_Description of the task_
The copy you return should hold only the lines from the top of the data below through the line with "sunlit field, as integer pixel positions.", each duplicated exactly and with no pictures.

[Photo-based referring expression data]
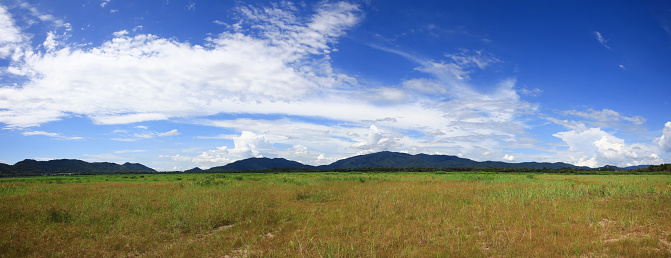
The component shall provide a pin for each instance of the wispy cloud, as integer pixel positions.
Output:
(601, 39)
(52, 135)
(143, 132)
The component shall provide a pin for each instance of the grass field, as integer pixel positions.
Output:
(337, 215)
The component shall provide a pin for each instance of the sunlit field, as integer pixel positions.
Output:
(337, 215)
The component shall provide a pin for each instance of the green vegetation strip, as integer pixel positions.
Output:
(336, 215)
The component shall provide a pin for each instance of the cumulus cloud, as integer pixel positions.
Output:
(247, 145)
(273, 62)
(110, 83)
(594, 147)
(601, 39)
(664, 141)
(377, 141)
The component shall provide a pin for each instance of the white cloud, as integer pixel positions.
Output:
(131, 151)
(120, 33)
(53, 135)
(108, 83)
(377, 141)
(280, 65)
(664, 141)
(142, 133)
(11, 37)
(508, 157)
(172, 132)
(594, 147)
(601, 39)
(247, 145)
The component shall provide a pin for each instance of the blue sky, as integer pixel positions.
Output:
(182, 84)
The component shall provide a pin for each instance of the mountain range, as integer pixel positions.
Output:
(387, 159)
(69, 166)
(383, 159)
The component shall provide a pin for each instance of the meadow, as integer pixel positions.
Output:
(430, 214)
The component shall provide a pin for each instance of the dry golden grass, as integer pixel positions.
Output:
(336, 215)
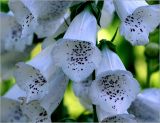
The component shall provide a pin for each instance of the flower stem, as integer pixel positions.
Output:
(148, 74)
(95, 119)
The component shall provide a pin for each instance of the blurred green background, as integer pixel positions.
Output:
(132, 57)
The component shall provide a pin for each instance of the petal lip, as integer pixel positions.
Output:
(33, 82)
(77, 58)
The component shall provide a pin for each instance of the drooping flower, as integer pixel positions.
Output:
(15, 108)
(120, 118)
(23, 16)
(138, 19)
(107, 13)
(39, 76)
(11, 32)
(81, 90)
(11, 111)
(77, 53)
(35, 112)
(42, 17)
(9, 59)
(146, 107)
(114, 88)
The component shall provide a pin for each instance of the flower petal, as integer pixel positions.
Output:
(15, 93)
(152, 94)
(77, 58)
(23, 16)
(121, 118)
(107, 13)
(9, 59)
(35, 112)
(137, 26)
(81, 90)
(113, 91)
(31, 80)
(110, 61)
(56, 91)
(11, 111)
(11, 34)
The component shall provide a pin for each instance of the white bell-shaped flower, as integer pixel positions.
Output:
(146, 107)
(38, 76)
(11, 111)
(138, 19)
(107, 13)
(49, 15)
(114, 88)
(9, 59)
(81, 90)
(15, 93)
(77, 53)
(35, 112)
(23, 16)
(11, 32)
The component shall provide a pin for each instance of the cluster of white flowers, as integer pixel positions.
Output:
(41, 82)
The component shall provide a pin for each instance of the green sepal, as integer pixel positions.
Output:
(104, 43)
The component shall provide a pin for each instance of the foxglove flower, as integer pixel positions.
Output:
(9, 59)
(146, 107)
(121, 118)
(107, 13)
(77, 53)
(42, 17)
(34, 111)
(38, 76)
(15, 93)
(81, 90)
(17, 110)
(114, 88)
(11, 32)
(23, 16)
(11, 111)
(138, 19)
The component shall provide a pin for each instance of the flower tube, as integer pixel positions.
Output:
(38, 76)
(77, 53)
(138, 19)
(114, 88)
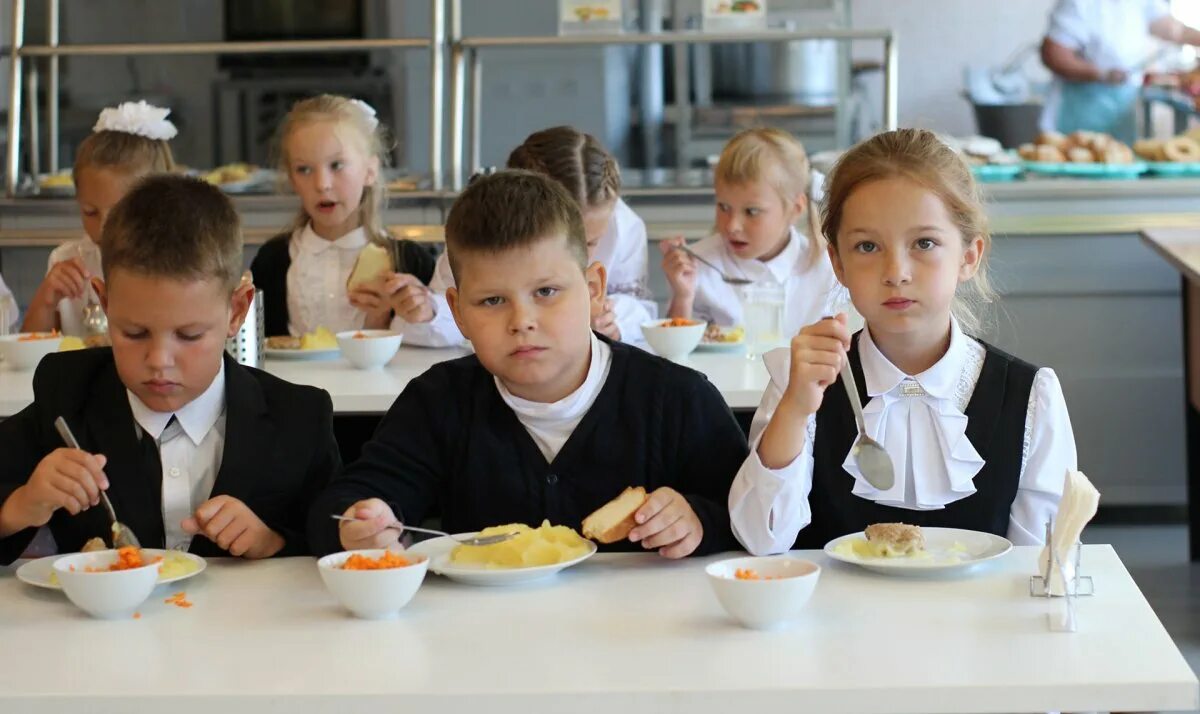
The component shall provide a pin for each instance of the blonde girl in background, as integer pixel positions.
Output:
(763, 186)
(616, 239)
(978, 439)
(333, 150)
(127, 143)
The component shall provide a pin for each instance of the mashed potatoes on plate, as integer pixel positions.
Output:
(545, 545)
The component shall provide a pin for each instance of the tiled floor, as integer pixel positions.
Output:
(1157, 558)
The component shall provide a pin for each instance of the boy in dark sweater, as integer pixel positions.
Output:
(546, 420)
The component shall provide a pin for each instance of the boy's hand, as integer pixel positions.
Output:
(409, 298)
(229, 523)
(66, 279)
(817, 354)
(679, 268)
(605, 322)
(66, 479)
(370, 531)
(666, 522)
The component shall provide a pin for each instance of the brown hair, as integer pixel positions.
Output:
(177, 227)
(576, 160)
(779, 159)
(125, 153)
(919, 156)
(373, 142)
(513, 209)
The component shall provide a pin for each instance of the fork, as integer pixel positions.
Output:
(462, 539)
(732, 281)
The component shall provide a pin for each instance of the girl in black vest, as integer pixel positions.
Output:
(978, 439)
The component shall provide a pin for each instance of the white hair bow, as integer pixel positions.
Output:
(369, 112)
(137, 118)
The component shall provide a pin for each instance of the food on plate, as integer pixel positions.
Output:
(385, 562)
(720, 335)
(127, 558)
(229, 173)
(613, 521)
(63, 179)
(545, 545)
(372, 262)
(751, 574)
(35, 336)
(1081, 147)
(895, 539)
(319, 339)
(175, 564)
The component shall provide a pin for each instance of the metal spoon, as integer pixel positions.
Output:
(873, 460)
(123, 537)
(732, 281)
(465, 540)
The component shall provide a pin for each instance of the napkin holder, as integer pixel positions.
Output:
(1073, 583)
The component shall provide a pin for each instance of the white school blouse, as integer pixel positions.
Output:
(190, 449)
(810, 289)
(317, 276)
(925, 437)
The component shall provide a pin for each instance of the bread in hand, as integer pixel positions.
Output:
(613, 521)
(372, 262)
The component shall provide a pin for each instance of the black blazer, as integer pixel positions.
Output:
(273, 261)
(279, 451)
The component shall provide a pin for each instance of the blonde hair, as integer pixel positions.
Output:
(921, 157)
(576, 160)
(129, 154)
(778, 159)
(375, 142)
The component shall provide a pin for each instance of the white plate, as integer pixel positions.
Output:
(37, 573)
(947, 550)
(721, 346)
(303, 354)
(438, 551)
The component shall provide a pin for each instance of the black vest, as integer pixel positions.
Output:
(996, 417)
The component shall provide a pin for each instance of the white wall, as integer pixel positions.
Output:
(937, 39)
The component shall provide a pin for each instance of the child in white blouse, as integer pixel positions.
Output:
(616, 239)
(762, 187)
(127, 143)
(331, 149)
(978, 439)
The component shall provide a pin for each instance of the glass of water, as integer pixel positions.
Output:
(762, 316)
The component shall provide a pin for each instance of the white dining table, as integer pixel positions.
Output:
(739, 379)
(617, 634)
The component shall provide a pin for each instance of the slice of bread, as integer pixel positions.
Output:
(372, 262)
(613, 521)
(895, 539)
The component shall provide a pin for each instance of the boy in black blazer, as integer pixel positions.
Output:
(193, 450)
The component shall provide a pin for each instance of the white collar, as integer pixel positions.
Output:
(940, 381)
(780, 268)
(316, 245)
(574, 405)
(196, 418)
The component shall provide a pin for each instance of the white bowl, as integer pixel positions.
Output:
(765, 604)
(24, 354)
(673, 343)
(107, 594)
(372, 351)
(372, 594)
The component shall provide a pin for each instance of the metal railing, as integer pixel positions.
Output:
(53, 49)
(463, 60)
(466, 126)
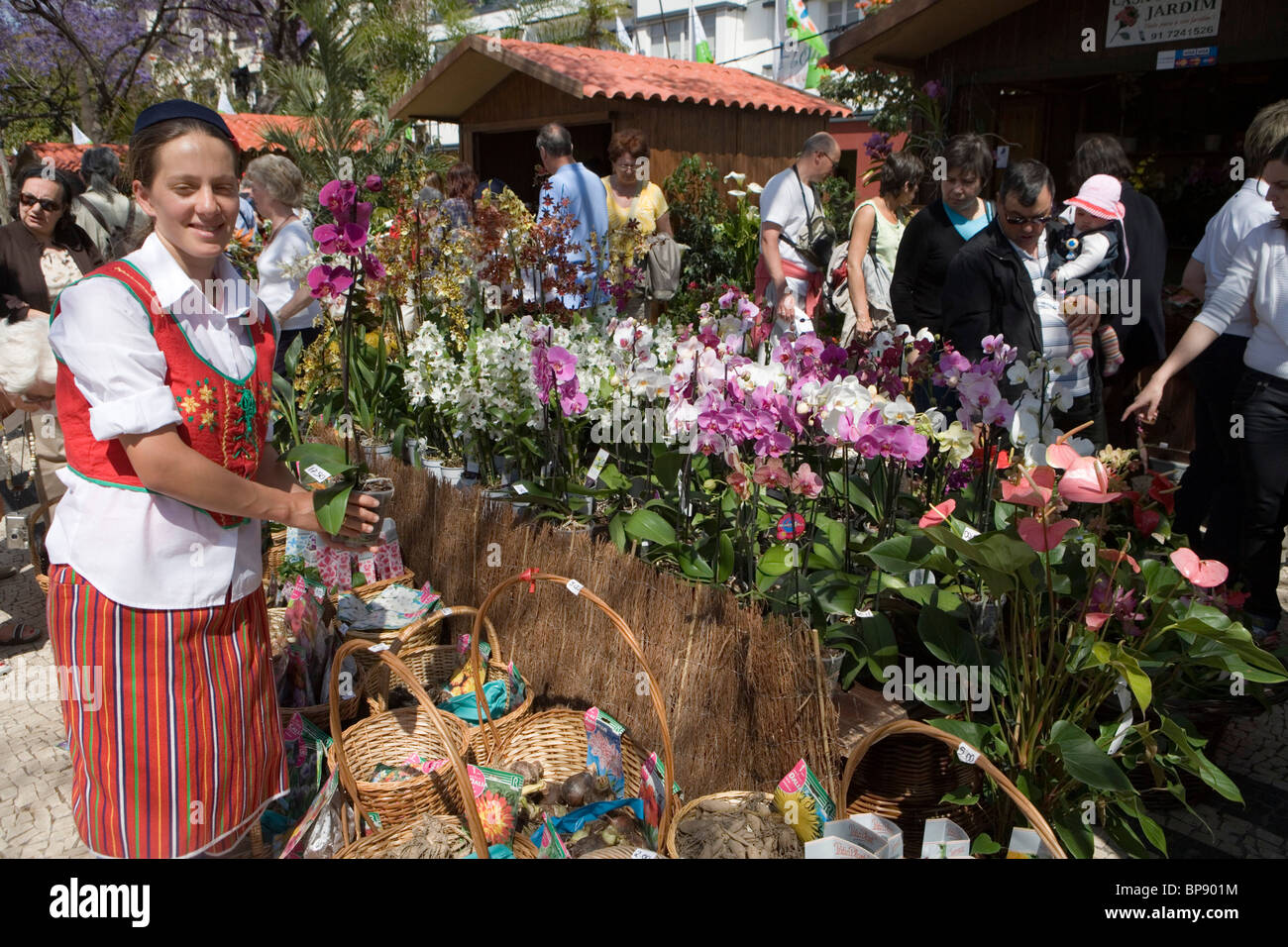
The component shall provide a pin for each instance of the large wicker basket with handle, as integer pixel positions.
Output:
(387, 738)
(434, 664)
(389, 838)
(557, 738)
(964, 751)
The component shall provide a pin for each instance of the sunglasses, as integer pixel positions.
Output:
(46, 204)
(1016, 221)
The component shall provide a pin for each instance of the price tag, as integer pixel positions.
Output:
(966, 755)
(596, 467)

_Solution to this problem_
The component shall provide a pin for each instance of the wispy cloud, as integer pixel positions.
Output:
(601, 39)
(52, 135)
(143, 132)
The component shall provide a pin for each instance of the grass field, as integer pixel positions.
Output:
(337, 215)
The component shall provide a pin for each instance of the sunlit field, as integer pixel positions.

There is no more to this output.